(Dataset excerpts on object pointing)
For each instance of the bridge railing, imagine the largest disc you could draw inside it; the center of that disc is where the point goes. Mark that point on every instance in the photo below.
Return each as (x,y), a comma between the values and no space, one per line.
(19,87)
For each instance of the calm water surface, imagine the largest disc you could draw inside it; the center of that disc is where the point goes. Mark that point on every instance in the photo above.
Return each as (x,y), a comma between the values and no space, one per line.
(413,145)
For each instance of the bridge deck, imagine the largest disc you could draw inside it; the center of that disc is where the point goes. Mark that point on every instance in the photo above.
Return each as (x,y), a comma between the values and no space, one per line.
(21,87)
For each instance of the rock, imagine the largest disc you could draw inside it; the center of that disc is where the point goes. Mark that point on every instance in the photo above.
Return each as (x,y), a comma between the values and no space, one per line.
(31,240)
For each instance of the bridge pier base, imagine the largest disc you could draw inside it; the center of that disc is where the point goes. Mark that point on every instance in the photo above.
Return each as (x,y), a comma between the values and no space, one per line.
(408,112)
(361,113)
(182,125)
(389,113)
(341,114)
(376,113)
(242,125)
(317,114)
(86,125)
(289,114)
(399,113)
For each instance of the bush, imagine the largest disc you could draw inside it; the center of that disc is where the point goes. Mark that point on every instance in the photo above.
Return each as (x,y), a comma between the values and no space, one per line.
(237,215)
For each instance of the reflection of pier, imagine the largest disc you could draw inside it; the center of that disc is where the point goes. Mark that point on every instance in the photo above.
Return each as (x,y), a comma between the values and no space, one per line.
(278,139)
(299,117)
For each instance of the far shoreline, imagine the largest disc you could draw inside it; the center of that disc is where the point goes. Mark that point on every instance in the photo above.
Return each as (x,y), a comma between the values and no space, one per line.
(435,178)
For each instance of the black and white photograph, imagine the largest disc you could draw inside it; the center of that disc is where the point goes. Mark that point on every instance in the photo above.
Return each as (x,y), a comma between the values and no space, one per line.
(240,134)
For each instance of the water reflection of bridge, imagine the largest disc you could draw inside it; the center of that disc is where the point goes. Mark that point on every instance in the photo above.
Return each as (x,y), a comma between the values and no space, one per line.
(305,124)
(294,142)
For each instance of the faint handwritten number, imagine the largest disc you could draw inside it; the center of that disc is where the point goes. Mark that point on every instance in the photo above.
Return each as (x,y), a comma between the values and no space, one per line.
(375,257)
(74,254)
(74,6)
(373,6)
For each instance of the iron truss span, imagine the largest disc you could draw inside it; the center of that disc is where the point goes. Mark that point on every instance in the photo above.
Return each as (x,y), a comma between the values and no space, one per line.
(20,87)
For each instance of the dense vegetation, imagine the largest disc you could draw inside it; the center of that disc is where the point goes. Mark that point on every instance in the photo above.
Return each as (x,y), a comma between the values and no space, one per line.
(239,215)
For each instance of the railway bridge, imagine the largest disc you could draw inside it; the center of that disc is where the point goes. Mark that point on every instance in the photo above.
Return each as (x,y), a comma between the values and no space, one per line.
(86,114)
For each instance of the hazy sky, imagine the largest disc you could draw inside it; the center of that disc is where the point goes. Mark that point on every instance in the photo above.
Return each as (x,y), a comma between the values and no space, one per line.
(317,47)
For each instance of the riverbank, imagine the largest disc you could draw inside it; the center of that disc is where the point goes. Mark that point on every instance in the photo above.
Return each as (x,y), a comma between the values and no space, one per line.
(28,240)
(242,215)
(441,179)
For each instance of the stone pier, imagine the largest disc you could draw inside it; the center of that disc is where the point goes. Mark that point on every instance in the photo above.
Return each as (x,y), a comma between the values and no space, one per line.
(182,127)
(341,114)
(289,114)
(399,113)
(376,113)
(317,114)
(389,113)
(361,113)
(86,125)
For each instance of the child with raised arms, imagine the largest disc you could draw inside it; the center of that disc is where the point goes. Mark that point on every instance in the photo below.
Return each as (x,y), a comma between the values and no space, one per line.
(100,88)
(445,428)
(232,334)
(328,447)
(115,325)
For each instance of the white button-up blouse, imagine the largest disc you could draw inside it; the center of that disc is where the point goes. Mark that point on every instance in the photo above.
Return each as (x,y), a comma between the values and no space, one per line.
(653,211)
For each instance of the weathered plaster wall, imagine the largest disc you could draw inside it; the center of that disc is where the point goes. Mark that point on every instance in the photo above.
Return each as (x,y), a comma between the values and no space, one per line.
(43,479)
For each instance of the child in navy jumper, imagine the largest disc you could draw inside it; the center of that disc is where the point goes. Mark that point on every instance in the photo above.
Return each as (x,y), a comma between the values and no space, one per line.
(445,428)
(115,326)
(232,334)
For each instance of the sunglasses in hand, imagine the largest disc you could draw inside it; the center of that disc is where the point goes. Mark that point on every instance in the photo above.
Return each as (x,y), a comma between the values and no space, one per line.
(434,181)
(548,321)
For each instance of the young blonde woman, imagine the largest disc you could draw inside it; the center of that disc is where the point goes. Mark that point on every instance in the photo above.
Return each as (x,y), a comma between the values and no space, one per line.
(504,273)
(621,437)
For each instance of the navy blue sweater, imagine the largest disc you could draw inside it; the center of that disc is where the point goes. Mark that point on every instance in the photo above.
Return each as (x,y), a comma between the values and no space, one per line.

DIRECTIONS FOR THIS TASK:
Print only the lines from the one with "For each instance of the sunglasses" to the end of the records, both included.

THE RESPONSE:
For each instance of the sunglasses in hand, imagine the largest disc you could draw inside it; the center of that disc is where the point goes. Mark that point on every instance in the photo above.
Return each as (x,y), a comma between the values and no space, one per line.
(434,181)
(548,321)
For each instance of the young blonde woman, imagine the largest disc you could draw inside it; the center of that disc is where the point goes. Mark that point on every instance in the photo above.
Return each as (x,y), a comma between the values and no space, one per line.
(504,273)
(621,437)
For each instance of the navy blue sweater, imagine the largest disc you could draw inside it; the center of that disc is where the point goes. Mark that point on every instance in the photo above.
Return each as (x,y), a comma between the values and no space, one per line.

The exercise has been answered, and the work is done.